*** Excerpted text Section Begins ***
Author explains his book on the problems with college pricing

In A Problem of Fit: How the Complexity of College Pricing Hurts Students and Universities (University of Chicago Press), Phillip B. Levine explores just how confusing the college pricing system is to a typical student or parent. For example, more expensive colleges (in sticker price) may be less expensive for a student to enroll at than less expensive colleges (in sticker price) because of the aid offered at the more expensive institutions.

Levine, the Katharine Coman and A. Barton Hepburn Professor of Economics at Wellesley College, tackles the issues that confuse many people about tuition and financial aid. And he offers some solutions, such as the plan to double the Pell Grant (more on that below). He responded via email to questions about the book.

Q: How do you figure out how much it costs to go to college? You note lots of problems answering that question, so I’m not looking for a number. But how could you figure out what college costs, considering the range of public and private, two-year and four-year institutions? And the availability (at some of those institutions) of generous aid?

A: What students and their parents really need to know is what it will cost them to attend a particular college or university. The sticker price is irrelevant unless the student comes from a high-income family. The average “net price” (sticker price less grant-based financial aid) isn’t the actual cost they will pay unless they come from a family with “average” finances. The actual price they will pay at the various institutions they are considering can only be calculated accurately after factoring in financial aid that takes into account their own financial situation.

The best bet for families at the moment is to seek out net price calculators available on each institution’s website. They have significant limitations, as I detail in my book. They often are not simple to use, but they will report individualized cost estimates if you complete them. I should note that the nonprofit organization that I run (MyinTuition.org) provides simplified, individualized cost estimates for 73 colleges and universities.

Q: Why shouldn’t we just go for a free community college to give people a start that would be free?

A: A fundamental premise of my book, as highlighted in the title, is that every student should attend an institution that is the best fit for them, regardless of their family’s financial situation. Community colleges provide outstanding opportunities for academically appropriate students. I strongly support policies designed to increase enrollment at community colleges among those students, particularly those who otherwise might not attend college at all. Free community college has that potential.
*** Excerpted text Section Ends ***
▶ _Action item 1_
Print the part of the college pricing interview that begins at the words "Levine, the Katharine" and ends after the words "of generous aid?".
▶ _Action item 2_
Answer these questions from the college pricing interview:
(a) Which press published Levine's book?
(b) For how many colleges and universities does MyinTuition.org provide cost estimates?
(c) How is "net price" defined?
▶ _Action item 3_
The college pricing interview says that a college with a higher sticker price may cost a student less than one with a lower sticker price. Explain why, in one to three sentences.
*** Dataset Section Begins ***
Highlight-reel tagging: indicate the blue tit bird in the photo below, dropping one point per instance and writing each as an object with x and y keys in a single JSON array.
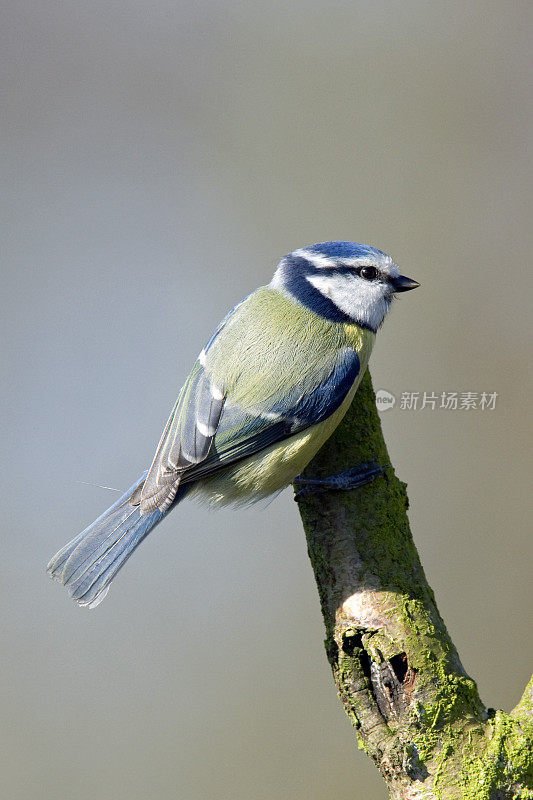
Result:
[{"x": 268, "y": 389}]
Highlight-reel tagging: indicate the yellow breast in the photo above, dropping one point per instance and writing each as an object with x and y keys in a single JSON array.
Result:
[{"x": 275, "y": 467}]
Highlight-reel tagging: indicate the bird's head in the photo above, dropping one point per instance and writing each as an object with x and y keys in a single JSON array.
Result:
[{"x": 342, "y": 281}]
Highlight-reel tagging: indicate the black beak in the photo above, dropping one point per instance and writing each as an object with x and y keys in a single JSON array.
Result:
*** Dataset Section Ends ***
▶ _Answer box 1_
Levine, the Katharine Coman and A. Barton Hepburn Professor of Economics at Wellesley College, tackles the issues that confuse many people about tuition and financial aid. And he offers some solutions, such as the plan to double the Pell Grant (more on that below). He responded via email to questions about the book.

Q: How do you figure out how much it costs to go to college? You note lots of problems answering that question, so I’m not looking for a number. But how could you figure out what college costs, considering the range of public and private, two-year and four-year institutions? And the availability (at some of those institutions) of generous aid?

▶ _Answer box 2_
(a) University of Chicago Press.
(b) 73.
(c) Sticker price less grant-based financial aid.

▶ _Answer box 3_
The more expensive institutions may offer enough financial aid to bring the student's cost below that of a college with a lower sticker price.